WHAT YOU HAVE TO DO: All entries must be extracted exactly, with nothing added or dropped.

PROVIDED DATA:
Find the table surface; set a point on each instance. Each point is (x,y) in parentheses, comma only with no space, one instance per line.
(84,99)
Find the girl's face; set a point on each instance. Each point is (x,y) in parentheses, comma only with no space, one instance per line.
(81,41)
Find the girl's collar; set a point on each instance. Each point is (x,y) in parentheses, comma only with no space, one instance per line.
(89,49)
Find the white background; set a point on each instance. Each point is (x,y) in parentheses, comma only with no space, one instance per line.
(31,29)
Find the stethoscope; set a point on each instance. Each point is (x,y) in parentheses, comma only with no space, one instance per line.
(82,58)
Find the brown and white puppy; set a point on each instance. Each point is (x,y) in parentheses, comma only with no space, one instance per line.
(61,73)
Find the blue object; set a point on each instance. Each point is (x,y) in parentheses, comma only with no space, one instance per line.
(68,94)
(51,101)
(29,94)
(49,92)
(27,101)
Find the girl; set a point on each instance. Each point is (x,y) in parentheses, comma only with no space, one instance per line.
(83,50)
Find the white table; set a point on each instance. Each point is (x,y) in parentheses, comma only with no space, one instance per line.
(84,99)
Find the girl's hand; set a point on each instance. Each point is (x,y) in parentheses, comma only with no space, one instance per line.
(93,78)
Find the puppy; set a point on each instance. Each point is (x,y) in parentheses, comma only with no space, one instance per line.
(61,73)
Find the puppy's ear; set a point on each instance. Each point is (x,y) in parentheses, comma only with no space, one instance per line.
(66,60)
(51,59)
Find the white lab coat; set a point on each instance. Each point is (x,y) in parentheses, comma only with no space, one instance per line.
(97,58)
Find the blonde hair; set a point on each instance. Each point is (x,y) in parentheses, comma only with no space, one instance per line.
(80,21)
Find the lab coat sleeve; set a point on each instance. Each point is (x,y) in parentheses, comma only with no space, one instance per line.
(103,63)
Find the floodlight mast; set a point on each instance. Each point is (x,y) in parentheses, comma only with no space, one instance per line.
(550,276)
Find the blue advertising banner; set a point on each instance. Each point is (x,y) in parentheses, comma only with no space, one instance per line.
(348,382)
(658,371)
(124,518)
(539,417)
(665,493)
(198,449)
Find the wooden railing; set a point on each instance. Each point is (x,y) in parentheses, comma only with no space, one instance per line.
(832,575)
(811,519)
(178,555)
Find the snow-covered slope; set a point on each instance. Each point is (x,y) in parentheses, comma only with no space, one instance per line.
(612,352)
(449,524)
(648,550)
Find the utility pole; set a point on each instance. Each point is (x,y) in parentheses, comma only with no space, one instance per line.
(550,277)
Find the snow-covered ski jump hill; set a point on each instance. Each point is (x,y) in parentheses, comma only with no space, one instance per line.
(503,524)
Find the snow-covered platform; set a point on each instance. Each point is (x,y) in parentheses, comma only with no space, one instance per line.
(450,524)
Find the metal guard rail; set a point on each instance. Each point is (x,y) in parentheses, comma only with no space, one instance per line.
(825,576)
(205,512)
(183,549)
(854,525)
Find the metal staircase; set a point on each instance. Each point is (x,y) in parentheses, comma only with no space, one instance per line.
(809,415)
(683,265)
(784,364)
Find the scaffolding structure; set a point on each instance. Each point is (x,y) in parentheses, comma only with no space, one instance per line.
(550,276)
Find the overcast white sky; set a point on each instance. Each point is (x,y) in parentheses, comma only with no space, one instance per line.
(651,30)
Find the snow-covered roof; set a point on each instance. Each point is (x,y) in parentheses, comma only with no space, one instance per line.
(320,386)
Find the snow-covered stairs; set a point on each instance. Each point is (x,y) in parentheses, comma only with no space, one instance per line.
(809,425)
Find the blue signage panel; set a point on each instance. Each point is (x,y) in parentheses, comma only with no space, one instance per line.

SOLUTION FOR THIS PROBLEM:
Find the table surface; set a point on each instance. Each point is (x,y) in parentheses, comma only with no space, one instance per line.
(84,99)
Find the girl's face; set a point on each instance. Each point is (x,y) in parentheses, comma only with no space, one instance per line.
(81,41)
Find the girl's collar; set a point on each instance. Each point is (x,y) in parentheses, comma only with no space, one instance per line.
(89,49)
Find the white background; set a point on each instance. Each point is (x,y) in parentheses, comma only with no space, one instance per line.
(31,29)
Find the stethoscope; set a point on each instance. Each point is (x,y) in parentheses, comma only with no space, one instance per line.
(82,58)
Find the brown and white puppy; set a point on each instance. Each point is (x,y) in parentheses, comma only with no space, one instance per line.
(61,73)
Find the blue object; set a point on each instance. Each point is (x,y) in parentheses, comma only with no space, one instance per line.
(68,94)
(51,101)
(29,94)
(49,92)
(27,101)
Find the girl; set a point on each instance. Each point is (x,y) in parentheses, comma only with no space, one instance per line.
(83,50)
Find the white table; set a point on each instance. Each point is (x,y) in parentheses, comma only with no space, one instance per line.
(84,99)
Find the girl's hand; set a point on each instance. Each point is (x,y) in parentheses, comma only with no space, one instance per line.
(93,78)
Find the puppy; set a point on each instance. Each point is (x,y) in parentheses, comma only with no space, one instance per line.
(61,73)
Find the puppy's ear; set a point on each instance. Each point is (x,y) in parentheses, comma only with no space, one instance per line.
(66,60)
(51,59)
Find the white lab coat; set a point on each instance. Each point is (x,y) in parentheses, comma only with no space, one instance per line.
(97,58)
Find the blonde hair; set a point on each instance. Each point is (x,y) in parentheses, comma only with no space, one instance per line.
(80,21)
Find the lab coat sleeve; set a point on each instance. Each point is (x,y) in parentheses, comma only with no space, one instance per line.
(103,63)
Find the floodlight mast; set a point on each instance. Each point is (x,y) in parentheses, comma only with no space, one instance per line.
(550,276)
Find the blue advertising banner; set a point on each instance. Each point is (x,y) in parentheses, comma only with no space, one instance per line.
(348,382)
(658,371)
(124,518)
(539,417)
(665,493)
(198,449)
Find the wooden railing; set a point on each instance. Each point is (x,y) in parentheses, comma only with no space, one instance per line.
(832,575)
(811,519)
(178,555)
Find the snow-covered slope; set a point on each instance. Each point is (x,y) in parentheses, comma only with no space, one instance per line.
(612,352)
(449,524)
(648,550)
Find the utility pole; set a point on each instance. Each point is (x,y) in parentheses, comma only with no space, one instance per line.
(550,277)
Find the snow-covered ski jump hill; set a point on each instance. Each point is (x,y) in parentheses, comma only with no space, one instance per line.
(503,524)
Find the snow-covered platform; set a point on each instance. Each point is (x,y) in parentheses, comma only with no space, one instance per line.
(450,524)
Find the metal guard rail; set a point on each instance. Each point is (x,y) in parentheses, comma only with no space, one instance per line.
(825,576)
(205,512)
(183,549)
(854,525)
Find the metal staircase; set a point on each instance. Each point is (x,y) in parentheses, comma only with no space, one instance per line.
(809,415)
(683,265)
(784,364)
Find the scaffolding structure; set a point on each instance. Each point is (x,y) in parentheses, comma only with no space, one instance per line.
(550,276)
Find the overcast white sky; set a point on each instance. Each point is (x,y) in parentheses, comma only with no space, one instance per line.
(651,30)
Find the snow-covered roof; set a point on each instance. Each point is (x,y) in parentheses, comma only with no space, one instance per line.
(320,386)
Find the snow-covered stairs; set a point on each instance. Each point is (x,y) in parentheses, comma only with no space, one instance per line.
(809,425)
Find the blue signage panel; set a point on each instance. Each point is (x,y) in parentheses, comma only with no space, one instance per line.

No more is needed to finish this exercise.